> Task objective:
Copy every item below word for word, keeping each line unchanged.

"""

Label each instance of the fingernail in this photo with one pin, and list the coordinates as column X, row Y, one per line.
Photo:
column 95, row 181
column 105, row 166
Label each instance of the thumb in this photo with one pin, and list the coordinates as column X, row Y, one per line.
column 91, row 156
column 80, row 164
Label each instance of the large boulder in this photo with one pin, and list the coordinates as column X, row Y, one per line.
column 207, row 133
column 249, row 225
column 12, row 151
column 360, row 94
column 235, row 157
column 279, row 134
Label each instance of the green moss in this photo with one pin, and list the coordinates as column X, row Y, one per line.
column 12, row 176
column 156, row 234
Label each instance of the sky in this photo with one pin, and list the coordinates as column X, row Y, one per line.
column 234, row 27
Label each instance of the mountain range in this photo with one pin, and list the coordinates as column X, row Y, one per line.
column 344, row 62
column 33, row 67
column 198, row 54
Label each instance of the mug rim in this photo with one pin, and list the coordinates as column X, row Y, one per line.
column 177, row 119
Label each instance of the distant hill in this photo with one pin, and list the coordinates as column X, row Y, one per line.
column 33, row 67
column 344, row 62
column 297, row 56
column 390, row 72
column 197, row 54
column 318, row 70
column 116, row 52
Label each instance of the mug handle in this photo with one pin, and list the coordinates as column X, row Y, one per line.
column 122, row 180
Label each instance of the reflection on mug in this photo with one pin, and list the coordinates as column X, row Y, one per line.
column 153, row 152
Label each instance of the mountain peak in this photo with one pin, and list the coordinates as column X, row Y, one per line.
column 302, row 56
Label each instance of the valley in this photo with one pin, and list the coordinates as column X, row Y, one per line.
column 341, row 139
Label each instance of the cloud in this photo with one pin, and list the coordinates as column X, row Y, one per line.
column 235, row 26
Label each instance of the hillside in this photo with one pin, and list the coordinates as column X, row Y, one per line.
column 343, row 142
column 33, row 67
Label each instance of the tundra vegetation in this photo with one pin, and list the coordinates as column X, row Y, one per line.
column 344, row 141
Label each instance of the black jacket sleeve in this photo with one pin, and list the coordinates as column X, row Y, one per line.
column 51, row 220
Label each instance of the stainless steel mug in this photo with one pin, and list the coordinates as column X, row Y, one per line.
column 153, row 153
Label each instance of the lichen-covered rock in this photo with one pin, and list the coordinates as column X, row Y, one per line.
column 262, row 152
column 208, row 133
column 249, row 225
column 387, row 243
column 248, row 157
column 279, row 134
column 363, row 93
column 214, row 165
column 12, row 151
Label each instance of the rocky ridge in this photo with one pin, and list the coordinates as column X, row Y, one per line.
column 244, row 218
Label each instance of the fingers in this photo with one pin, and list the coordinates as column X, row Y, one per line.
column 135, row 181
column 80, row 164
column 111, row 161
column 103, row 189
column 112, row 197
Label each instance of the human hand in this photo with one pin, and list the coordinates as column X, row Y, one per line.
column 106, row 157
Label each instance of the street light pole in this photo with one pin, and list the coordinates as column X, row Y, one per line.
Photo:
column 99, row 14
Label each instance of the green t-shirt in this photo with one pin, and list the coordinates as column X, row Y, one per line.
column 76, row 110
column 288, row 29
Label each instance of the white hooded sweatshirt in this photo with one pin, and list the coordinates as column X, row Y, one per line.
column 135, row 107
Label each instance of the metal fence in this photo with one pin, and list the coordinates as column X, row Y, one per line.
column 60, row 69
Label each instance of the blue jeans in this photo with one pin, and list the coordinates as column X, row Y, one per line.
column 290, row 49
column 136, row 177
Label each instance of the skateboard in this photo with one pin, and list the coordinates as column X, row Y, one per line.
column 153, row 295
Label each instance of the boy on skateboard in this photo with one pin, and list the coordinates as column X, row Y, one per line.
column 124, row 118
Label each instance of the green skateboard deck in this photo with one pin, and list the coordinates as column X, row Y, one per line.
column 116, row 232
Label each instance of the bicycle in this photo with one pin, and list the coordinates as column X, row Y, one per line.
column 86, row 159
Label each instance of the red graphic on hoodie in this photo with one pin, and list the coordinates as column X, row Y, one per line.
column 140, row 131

"""

> Solution below:
Label each instance of the fingernail in this photo with one pin, and list the coordinates as column X, row Y, one per line.
Photo:
column 95, row 181
column 105, row 166
Label each instance of the thumb in this photo with one pin, and list the coordinates as column X, row Y, one per line.
column 91, row 156
column 80, row 164
Label each instance of the large boulder in this photo with one pin, and list the coordinates as column X, row Y, one per line.
column 207, row 133
column 249, row 225
column 12, row 151
column 360, row 94
column 235, row 157
column 279, row 134
Label each instance of the green moss in this photo with one pin, and list the coordinates as column X, row Y, one per line.
column 12, row 176
column 156, row 234
Label each instance of the sky in this photo with one pin, and list the coordinates as column X, row Y, one per line.
column 234, row 27
Label each instance of the mountain range in this photo with one pin, and list the coordinates as column X, row Y, one per line.
column 344, row 62
column 33, row 67
column 198, row 54
Label each instance of the mug rim in this photo with one pin, and list the coordinates as column X, row Y, one per line.
column 177, row 119
Label each instance of the distant hill in this photo with one pin, and list the coordinates as column X, row Y, one per line.
column 33, row 67
column 344, row 62
column 297, row 56
column 390, row 72
column 197, row 54
column 318, row 70
column 116, row 52
Label each instance of the mug handle in this photo with one pin, and list the coordinates as column X, row Y, one per line.
column 122, row 180
Label each instance of the reflection on mug in this photo with one pin, and list the coordinates as column X, row Y, one per line.
column 153, row 152
Label each instance of the mountain peak in this photo with one pin, and list the coordinates as column X, row Y, one per line.
column 302, row 56
Label each instance of the valley in this photo with one pin, and list the coordinates as column X, row Y, one per line.
column 341, row 139
Label each instance of the cloud in this photo with one pin, and list the coordinates as column X, row Y, one per line.
column 235, row 26
Label each instance of the hillside in this photo with one pin, and list the coordinates as column X, row Y, one per line.
column 343, row 142
column 33, row 67
Label each instance of the tundra vegetation in this photo with one pin, and list the coordinates as column X, row Y, one per line.
column 344, row 141
Label each instance of the black jacket sleeve in this photo with one pin, and list the coordinates as column X, row Y, one per line.
column 51, row 220
Label each instance of the stainless steel mug in this photo with one pin, and list the coordinates as column X, row Y, one per line.
column 153, row 153
Label each instance of the lichen-covered rock in this photo with one pin, and list the coordinates as column X, row Y, one per line.
column 262, row 152
column 208, row 133
column 249, row 225
column 387, row 243
column 248, row 157
column 279, row 134
column 363, row 93
column 214, row 165
column 12, row 151
Label each instance of the rocky ridge in this photo with one pin, and list the coordinates as column X, row Y, one per line.
column 244, row 218
Label each instance of the fingers in this photo with one pin, and list the coordinates as column X, row Y, one per line.
column 135, row 181
column 80, row 164
column 111, row 161
column 103, row 189
column 112, row 197
Label each instance of the human hand in this photo with one pin, and list the coordinates as column X, row Y, one per line.
column 106, row 157
Label each instance of the street light pole in this photo with one pin, and list the coordinates as column X, row Y, one per line.
Photo:
column 99, row 14
Label each instance of the green t-shirt in this photo with one pin, and list the coordinates as column X, row Y, one per line.
column 76, row 110
column 288, row 29
Label each instance of the white hooded sweatshirt in this photo with one pin, and list the coordinates as column X, row Y, one per line.
column 135, row 107
Label each instance of the metal fence in this photo with one pin, and list the coordinates as column X, row Y, one per line.
column 60, row 69
Label each instance of the blue jeans in this photo with one pin, and list the coordinates as column X, row Y, one per line.
column 290, row 49
column 136, row 177
Label each instance of the skateboard in this photo with one pin, and list the coordinates as column X, row Y, one per line.
column 153, row 295
Label each instance of the boy on skateboard in this photo with one pin, and list the coordinates as column X, row Y, one per line.
column 124, row 118
Label each instance of the green skateboard deck in this photo with one pin, and list the coordinates as column X, row Y, one per line.
column 116, row 232
Label each instance of the bicycle in this photo with one pin, and list the coordinates as column X, row Y, one per line.
column 86, row 159
Label each instance of the red graphic on hoodie in this photo with one pin, and list the coordinates as column X, row Y, one per line.
column 140, row 131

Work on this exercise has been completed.